= Problem requirements =
Go through the records and write each one out again exactly.

Content starts

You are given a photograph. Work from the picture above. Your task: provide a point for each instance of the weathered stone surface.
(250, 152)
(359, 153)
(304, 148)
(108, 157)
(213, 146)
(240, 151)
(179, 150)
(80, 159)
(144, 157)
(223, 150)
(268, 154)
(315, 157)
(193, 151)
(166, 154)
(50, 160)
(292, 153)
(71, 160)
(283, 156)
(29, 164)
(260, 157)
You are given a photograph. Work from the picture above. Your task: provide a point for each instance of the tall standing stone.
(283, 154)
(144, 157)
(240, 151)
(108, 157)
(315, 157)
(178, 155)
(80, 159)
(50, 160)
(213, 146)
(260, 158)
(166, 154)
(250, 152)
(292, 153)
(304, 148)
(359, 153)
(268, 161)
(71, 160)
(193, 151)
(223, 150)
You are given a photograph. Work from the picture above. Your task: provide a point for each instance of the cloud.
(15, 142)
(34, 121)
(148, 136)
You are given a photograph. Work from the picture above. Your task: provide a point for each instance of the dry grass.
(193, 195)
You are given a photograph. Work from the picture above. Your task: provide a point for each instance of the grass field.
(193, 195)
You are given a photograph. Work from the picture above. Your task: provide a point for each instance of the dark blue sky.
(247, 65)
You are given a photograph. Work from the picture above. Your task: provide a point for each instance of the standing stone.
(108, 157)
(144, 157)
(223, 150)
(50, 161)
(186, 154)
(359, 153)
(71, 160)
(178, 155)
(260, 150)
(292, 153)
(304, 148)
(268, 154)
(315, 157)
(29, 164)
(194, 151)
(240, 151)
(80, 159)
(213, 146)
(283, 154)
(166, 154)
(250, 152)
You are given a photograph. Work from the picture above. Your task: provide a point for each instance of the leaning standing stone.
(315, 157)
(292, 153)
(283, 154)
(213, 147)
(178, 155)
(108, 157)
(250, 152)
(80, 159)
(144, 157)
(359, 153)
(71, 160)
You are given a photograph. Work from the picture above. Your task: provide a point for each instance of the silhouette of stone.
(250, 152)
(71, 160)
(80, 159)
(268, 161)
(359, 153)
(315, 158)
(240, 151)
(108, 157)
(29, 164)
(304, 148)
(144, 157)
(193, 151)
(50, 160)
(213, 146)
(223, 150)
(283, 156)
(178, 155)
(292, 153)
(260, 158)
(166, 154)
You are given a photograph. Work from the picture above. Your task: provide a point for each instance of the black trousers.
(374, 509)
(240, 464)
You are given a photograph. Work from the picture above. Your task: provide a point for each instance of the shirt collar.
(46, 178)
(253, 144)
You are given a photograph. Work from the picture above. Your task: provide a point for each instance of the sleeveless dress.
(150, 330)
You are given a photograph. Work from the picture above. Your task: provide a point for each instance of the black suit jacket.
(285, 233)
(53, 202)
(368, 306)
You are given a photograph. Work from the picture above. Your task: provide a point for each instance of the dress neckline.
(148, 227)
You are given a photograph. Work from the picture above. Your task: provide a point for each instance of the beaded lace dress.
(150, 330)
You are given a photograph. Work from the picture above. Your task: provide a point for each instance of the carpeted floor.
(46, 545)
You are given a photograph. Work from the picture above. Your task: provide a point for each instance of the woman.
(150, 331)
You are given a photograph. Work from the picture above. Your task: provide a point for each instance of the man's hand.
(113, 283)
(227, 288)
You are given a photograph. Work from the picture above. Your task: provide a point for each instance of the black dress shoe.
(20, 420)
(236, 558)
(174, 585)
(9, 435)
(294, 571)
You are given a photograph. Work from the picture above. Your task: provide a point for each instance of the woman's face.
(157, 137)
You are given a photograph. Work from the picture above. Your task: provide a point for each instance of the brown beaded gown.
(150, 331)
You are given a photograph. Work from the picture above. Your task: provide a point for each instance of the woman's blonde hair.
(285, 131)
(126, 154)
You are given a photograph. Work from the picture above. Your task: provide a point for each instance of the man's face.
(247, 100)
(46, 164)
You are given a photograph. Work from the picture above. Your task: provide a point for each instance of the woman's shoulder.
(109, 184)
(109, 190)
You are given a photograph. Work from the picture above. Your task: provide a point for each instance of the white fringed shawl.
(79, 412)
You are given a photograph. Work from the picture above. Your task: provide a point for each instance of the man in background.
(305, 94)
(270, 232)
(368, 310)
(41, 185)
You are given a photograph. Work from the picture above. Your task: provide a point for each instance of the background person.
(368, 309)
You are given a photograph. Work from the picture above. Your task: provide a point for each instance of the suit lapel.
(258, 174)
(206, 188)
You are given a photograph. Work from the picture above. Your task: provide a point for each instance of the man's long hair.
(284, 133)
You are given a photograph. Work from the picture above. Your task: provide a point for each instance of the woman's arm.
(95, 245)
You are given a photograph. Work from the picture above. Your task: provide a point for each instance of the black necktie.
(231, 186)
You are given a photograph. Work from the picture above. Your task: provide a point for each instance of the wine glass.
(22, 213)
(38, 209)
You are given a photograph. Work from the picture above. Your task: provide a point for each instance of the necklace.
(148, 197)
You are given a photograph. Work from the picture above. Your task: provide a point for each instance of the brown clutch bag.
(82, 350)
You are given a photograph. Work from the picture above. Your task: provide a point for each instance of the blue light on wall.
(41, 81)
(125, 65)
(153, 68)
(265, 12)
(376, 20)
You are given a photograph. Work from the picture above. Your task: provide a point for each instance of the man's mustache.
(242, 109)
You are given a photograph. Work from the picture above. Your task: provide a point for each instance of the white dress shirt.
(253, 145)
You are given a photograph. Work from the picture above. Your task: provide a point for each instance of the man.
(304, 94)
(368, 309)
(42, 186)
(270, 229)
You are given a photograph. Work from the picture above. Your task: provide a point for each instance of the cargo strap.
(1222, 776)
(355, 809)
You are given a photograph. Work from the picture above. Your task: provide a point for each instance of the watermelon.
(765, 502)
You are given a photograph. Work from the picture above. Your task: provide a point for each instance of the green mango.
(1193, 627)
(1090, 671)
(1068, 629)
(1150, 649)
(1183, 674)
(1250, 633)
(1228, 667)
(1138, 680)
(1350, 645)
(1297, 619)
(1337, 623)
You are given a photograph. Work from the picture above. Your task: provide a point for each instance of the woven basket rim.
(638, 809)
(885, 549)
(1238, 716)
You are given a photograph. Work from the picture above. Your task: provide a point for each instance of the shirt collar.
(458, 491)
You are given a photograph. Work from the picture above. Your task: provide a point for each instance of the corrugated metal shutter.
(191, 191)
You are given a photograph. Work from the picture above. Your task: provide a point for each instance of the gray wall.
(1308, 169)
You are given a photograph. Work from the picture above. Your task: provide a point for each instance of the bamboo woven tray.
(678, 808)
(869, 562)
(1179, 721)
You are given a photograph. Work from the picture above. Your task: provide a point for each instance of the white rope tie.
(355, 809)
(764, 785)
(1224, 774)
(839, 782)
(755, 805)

Content ends

= Worked solution =
You are given a photograph. Work from the picture above. Your task: provide a point for each instance of the weathered stone surface.
(250, 152)
(359, 153)
(304, 148)
(108, 157)
(213, 146)
(240, 151)
(179, 150)
(80, 159)
(144, 157)
(223, 150)
(268, 154)
(315, 157)
(193, 151)
(166, 154)
(50, 160)
(292, 153)
(71, 160)
(283, 156)
(29, 164)
(260, 157)
You are given a photograph. Work from the picture above. Your task: provide a point for each instance of the tall standing stone.
(283, 154)
(144, 157)
(240, 151)
(108, 157)
(315, 157)
(178, 155)
(80, 159)
(50, 160)
(213, 146)
(260, 158)
(166, 154)
(250, 152)
(292, 153)
(304, 148)
(359, 153)
(268, 161)
(71, 160)
(193, 151)
(223, 150)
You are given a photograph. Work from the picture above. Your task: provide a point for each instance of the cloud.
(15, 142)
(34, 121)
(148, 136)
You are given a photograph. Work from the picture above. Your task: provide a point for each instance of the dry grass.
(193, 195)
You are given a photograph. Work from the picture above. Your task: provide a point for each instance of the grass field.
(193, 195)
You are given a photograph. Work from the picture above. Your task: provide a point for each instance of the dark blue sky.
(247, 65)
You are given a photograph. Work from the picture above. Your task: provide a point for each instance of the standing stone.
(108, 157)
(144, 157)
(223, 150)
(50, 161)
(186, 154)
(359, 153)
(71, 160)
(178, 155)
(260, 150)
(292, 153)
(304, 148)
(268, 154)
(315, 157)
(29, 164)
(194, 151)
(240, 151)
(80, 159)
(213, 146)
(283, 154)
(166, 154)
(250, 152)
You are given a photograph. Work from the picture above. Your task: provide a point for each instance of the leaning standing stone.
(315, 157)
(292, 153)
(283, 154)
(213, 147)
(178, 155)
(108, 157)
(250, 152)
(80, 159)
(144, 157)
(359, 153)
(71, 160)
You are given a photograph. Work from the picture above. Your task: provide a point for each instance of the silhouette of stone.
(250, 152)
(71, 160)
(80, 159)
(268, 161)
(359, 153)
(315, 158)
(240, 151)
(108, 157)
(29, 164)
(304, 148)
(144, 157)
(193, 151)
(50, 160)
(213, 146)
(223, 150)
(283, 156)
(178, 155)
(292, 153)
(260, 158)
(166, 154)
You are given a photograph. Work from the picture above. Your task: provide a point for each instance of the black trousers.
(374, 509)
(240, 464)
You are given a photograph. Work from the picture above. Your task: provide a point for each instance of the shirt collar.
(46, 178)
(253, 144)
You are given a photograph. Work from the picture above. Your task: provide a point for each instance of the sleeveless dress.
(150, 330)
You are given a photograph. Work from the picture above. Your task: provide a point for each instance of the black suit jacket.
(285, 233)
(53, 202)
(368, 306)
You are given a photograph. Work from the picture above. Your task: provide a point for each instance of the dress neckline.
(148, 227)
You are given a photograph. Work from the picture above. Your task: provide a point for each instance of the beaded lace dress.
(150, 330)
You are given a photograph. Work from the picture above. Your task: provide a point for each instance of the carpeted floor.
(46, 545)
You are given a photograph. Work from the picture above. Your task: provide a point for each instance of the woman.
(150, 331)
You are given a photograph. Work from the picture above. Your task: provide a point for each instance of the man's hand.
(113, 283)
(227, 288)
You are given a photograph. Work from the picture above. Your task: provide a point for each instance of the black dress shoe.
(20, 420)
(236, 558)
(174, 585)
(9, 435)
(294, 571)
You are given a photograph. Work from the picture above. Your task: provide a point for each instance of the woman's face.
(157, 137)
You are given a photograph. Work from the picture above. Your task: provide a point for each instance of the brown beaded gown.
(150, 331)
You are given a photograph. Work from the picture above. Your task: provide a point for each instance of the woman's blonde hair.
(285, 131)
(126, 154)
You are given a photograph. Work from the picture above. Your task: provide a point for each instance of the man's face.
(247, 100)
(46, 164)
You are given a photograph. Work from the picture above. Your task: provide a point for each instance of the woman's shoulder.
(109, 184)
(109, 190)
You are given a photograph. Work from the picture above. Your task: provide a point for each instance of the white fringed shawl.
(79, 412)
You are given a photograph. Work from the picture above. Your task: provide a point for each instance of the man in background.
(305, 94)
(270, 232)
(368, 310)
(41, 185)
You are given a photograph. Work from the picture above. Your task: provide a point for each instance of the background person.
(368, 309)
You are given a photograph. Work from the picture above. Your task: provide a point for each instance of the suit lapel.
(258, 174)
(206, 188)
You are given a photograph. Work from the picture above. Your task: provide a point for each instance of the man's long hair.
(284, 133)
You are given a photograph. Work from the picture above. Your task: provide a point for each instance of the woman's arm.
(95, 245)
You are given a photograph. Work from the picture above. Your task: provide a point for each instance of the black necktie.
(231, 186)
You are given a photograph. Work from the picture above. Your task: provide a point for each instance of the wine glass.
(22, 213)
(38, 209)
You are given a photograph. Work from the picture above. Your task: provide a point for each instance of the necklace.
(148, 197)
You are given a photograph. Work from the picture above. Your task: provide a point for each instance of the brown clutch bag.
(82, 350)
You are given a photograph. Work from the picture above. Your task: provide a point for each instance of the blue light on wall.
(41, 81)
(125, 65)
(153, 68)
(265, 12)
(376, 20)
You are given a photograph. Work from the picture above. Your task: provide a point for each instance of the man's mustache.
(242, 109)
You are given a photograph. Work from the picture above. Your task: provide a point for each instance of the white dress shirt.
(253, 145)
You are given a photograph. Work from the picture above. Your task: provide a point for each instance of the man.
(304, 94)
(368, 309)
(42, 186)
(270, 229)
You are given a photograph. Work from the picture above. Your task: provide a point for each instance of the cargo strap.
(1222, 776)
(355, 809)
You are given a photograph. Work from the picture above. Your task: provide a point for each instance of the watermelon.
(765, 502)
You are given a photograph. Work from the picture above. Your task: provide a point for each instance of the green mango.
(1193, 627)
(1090, 671)
(1068, 629)
(1150, 649)
(1183, 674)
(1250, 633)
(1228, 667)
(1138, 680)
(1350, 645)
(1297, 619)
(1337, 623)
You are given a photograph. Work from the picture above. Your task: provide a point for each instance of the woven basket rim.
(638, 809)
(885, 549)
(1238, 716)
You are given a photograph. Work from the picture above. Your task: provide a point for each instance of the shirt collar.
(458, 491)
You are given a photograph. Work from the picture above. Your task: provide a point for each instance of the corrugated metal shutter.
(191, 191)
You are given a photograph. Work from the picture above. Your task: provide a point for each instance of the gray wall.
(1308, 169)
You are given a photograph. Work from the picture above. Your task: provide a point for each instance of the bamboo woven tray.
(678, 808)
(869, 562)
(1179, 721)
You are given a photograph. Work from the picture above. Your task: provide a point for each instance of the white rope tie.
(355, 809)
(764, 785)
(1224, 774)
(839, 782)
(755, 805)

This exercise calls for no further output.